**Stored data**
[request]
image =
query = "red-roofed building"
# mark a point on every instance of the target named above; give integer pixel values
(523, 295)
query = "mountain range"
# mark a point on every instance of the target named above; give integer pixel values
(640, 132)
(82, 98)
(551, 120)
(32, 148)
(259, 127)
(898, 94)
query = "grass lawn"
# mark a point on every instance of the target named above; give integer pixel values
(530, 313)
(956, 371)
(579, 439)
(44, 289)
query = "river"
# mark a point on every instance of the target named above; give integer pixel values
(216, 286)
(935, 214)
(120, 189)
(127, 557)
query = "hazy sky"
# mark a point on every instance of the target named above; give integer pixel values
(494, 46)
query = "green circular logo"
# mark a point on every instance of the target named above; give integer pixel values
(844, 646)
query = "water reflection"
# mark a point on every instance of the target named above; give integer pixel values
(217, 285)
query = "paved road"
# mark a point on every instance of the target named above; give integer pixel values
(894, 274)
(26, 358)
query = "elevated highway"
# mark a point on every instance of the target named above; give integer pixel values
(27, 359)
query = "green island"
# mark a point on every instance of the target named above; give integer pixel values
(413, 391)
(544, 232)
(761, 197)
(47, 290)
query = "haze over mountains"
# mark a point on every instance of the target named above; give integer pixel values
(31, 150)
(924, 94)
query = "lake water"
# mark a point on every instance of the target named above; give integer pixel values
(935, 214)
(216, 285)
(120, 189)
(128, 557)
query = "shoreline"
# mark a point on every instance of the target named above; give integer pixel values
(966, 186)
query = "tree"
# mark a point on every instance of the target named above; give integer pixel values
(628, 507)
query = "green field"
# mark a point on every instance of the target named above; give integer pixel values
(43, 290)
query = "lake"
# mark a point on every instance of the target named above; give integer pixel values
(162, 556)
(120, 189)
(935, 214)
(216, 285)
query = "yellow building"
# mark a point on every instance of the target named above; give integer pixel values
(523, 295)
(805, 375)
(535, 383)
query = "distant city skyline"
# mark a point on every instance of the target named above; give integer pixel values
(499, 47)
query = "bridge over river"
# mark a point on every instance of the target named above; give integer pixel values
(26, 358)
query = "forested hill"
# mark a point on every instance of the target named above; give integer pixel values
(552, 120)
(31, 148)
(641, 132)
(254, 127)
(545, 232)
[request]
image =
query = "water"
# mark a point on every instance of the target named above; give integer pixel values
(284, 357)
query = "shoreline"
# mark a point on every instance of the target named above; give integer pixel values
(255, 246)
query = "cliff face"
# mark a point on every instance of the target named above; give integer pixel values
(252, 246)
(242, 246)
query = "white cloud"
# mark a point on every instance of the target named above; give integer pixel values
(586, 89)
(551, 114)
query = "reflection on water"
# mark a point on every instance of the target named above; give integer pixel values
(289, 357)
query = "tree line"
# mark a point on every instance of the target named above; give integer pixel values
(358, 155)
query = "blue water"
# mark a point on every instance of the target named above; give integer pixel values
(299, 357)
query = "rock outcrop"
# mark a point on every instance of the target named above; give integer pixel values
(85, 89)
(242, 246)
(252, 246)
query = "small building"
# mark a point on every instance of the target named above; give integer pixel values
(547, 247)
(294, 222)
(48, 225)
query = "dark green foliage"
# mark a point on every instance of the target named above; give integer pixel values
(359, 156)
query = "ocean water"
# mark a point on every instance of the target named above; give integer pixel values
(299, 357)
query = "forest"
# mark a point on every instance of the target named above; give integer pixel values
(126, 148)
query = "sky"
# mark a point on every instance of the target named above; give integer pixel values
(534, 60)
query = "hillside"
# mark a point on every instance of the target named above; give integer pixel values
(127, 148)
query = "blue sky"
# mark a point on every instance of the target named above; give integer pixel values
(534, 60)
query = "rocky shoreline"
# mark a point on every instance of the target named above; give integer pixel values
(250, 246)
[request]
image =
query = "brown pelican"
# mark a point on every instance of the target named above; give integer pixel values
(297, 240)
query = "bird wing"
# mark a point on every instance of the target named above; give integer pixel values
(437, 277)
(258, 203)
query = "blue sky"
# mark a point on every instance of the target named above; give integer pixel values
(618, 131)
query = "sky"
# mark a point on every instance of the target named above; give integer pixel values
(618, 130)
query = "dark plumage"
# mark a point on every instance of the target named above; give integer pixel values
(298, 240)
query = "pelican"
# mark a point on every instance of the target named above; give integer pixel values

**Work task**
Please output the listing in full, exactly as it was given above.

**Written answer**
[request]
image =
query = "red-roofed building"
# mark a point on every instance of the target named above; give integer pixel values
(523, 295)
query = "mountain range"
# mark a point on every instance of the target named above; give integer pixel values
(640, 132)
(82, 98)
(551, 120)
(32, 148)
(259, 127)
(898, 94)
query = "grass lawn"
# mark a point on every instance of the target named above; give integer pixel values
(530, 313)
(956, 371)
(579, 439)
(44, 289)
query = "river"
# mark a point on every instance of the target named above; give integer pixel values
(216, 286)
(935, 214)
(120, 189)
(127, 557)
query = "hazy sky"
# mark a point on every instance of the target named above; give integer pixel values
(494, 46)
query = "green circular logo"
# mark a point on every instance of the target named above; give integer pixel values
(844, 646)
query = "water reflection"
# mark a point on every instance of the target named above; give integer pixel values
(217, 285)
query = "paved road"
# mark a point on every instance of the target named above; give integer pixel values
(894, 274)
(26, 358)
query = "elevated highway"
# mark a point on every instance of the target named above; give integer pixel values
(27, 359)
query = "green island"
# mark a point on every instance of the target named above; give integer pixel values
(413, 391)
(544, 232)
(761, 197)
(47, 290)
query = "haze over mountains"
# mark a point on every instance of the target named above; give integer pixel values
(31, 150)
(924, 94)
query = "lake water"
# mark a point on every instance of the target named above; give integer pixel values
(935, 214)
(216, 285)
(120, 189)
(128, 557)
query = "shoreline"
# mark a point on every instance of the target named above; give integer pixel values
(966, 186)
query = "tree"
# mark a point on every instance of the target named above; give integer pixel values
(628, 507)
query = "green field"
# mark a point on every instance of the target named above; give integer pixel values
(43, 290)
query = "lake"
# mark a point on every instance of the target named above; give integer pixel values
(162, 556)
(120, 189)
(935, 214)
(216, 285)
query = "yellow building"
# mark a point on every instance of the target named above; give integer pixel values
(523, 295)
(805, 375)
(535, 383)
query = "distant city skyline"
# mark a point on every instance of the target named above; give integer pixel values
(499, 47)
query = "bridge over river"
# mark a point on every instance of the target named above; give integer pixel values
(26, 358)
query = "forested hill"
# mark a point on every instance of the target named above; give integer pixel values
(552, 120)
(31, 148)
(641, 132)
(254, 127)
(545, 232)
[request]
image =
query = "water"
# mark a point on every instance of the target named above; give integer pixel values
(284, 357)
query = "shoreline"
# mark a point on every instance of the target named above; give integer pixel values
(255, 246)
query = "cliff face"
# mark a point on every instance of the target named above; give integer pixel values
(252, 246)
(242, 246)
query = "white cloud"
# mark a point on every instance of the target named above; give integer pixel values
(586, 89)
(551, 114)
query = "reflection on water"
# mark a point on every instance of the target named above; give integer pixel values
(289, 357)
query = "tree line"
# mark a point on every instance of the target named above; give integer pixel values
(358, 155)
query = "blue water"
# mark a point on every instance of the target named above; give integer pixel values
(299, 357)
query = "rock outcrop"
# mark a point on every instance of the target named above; give integer pixel values
(85, 89)
(242, 246)
(252, 246)
query = "small building"
# mark a point on every instance of the target named above; give integer pixel values
(547, 247)
(294, 222)
(48, 225)
query = "dark green foliage"
# mark a point on every instance of the target named above; give integer pixel values
(359, 156)
query = "ocean water"
# mark a point on every instance of the target named above; give integer pixel values
(299, 357)
query = "forest"
# mark a point on every instance of the target named above; give integer pixel values
(126, 148)
query = "sky"
# mark a point on every instance of the target named above; give integer pixel values
(534, 60)
query = "hillside"
# mark a point on every instance of the target named above; give integer pixel values
(127, 148)
query = "blue sky"
# mark a point on every instance of the target named above; give integer pixel values
(534, 60)
query = "rocky shoreline"
# mark a point on every instance of the target named above; give integer pixel values
(250, 246)
[request]
image =
query = "brown pelican"
# mark a point on every instance of the target named above; give integer pixel values
(297, 240)
query = "bird wing"
# mark a point on every instance of the target named above; give integer pixel values
(437, 277)
(258, 203)
query = "blue sky"
# mark a point on every instance of the target named above; give integer pixel values
(618, 131)
query = "sky"
# mark a point on every instance of the target named above; give integer pixel values
(618, 130)
query = "dark plumage"
# mark a point on every instance of the target named above; give integer pixel values
(298, 240)
query = "pelican"
# mark a point on every instance of the target named above; give integer pixel values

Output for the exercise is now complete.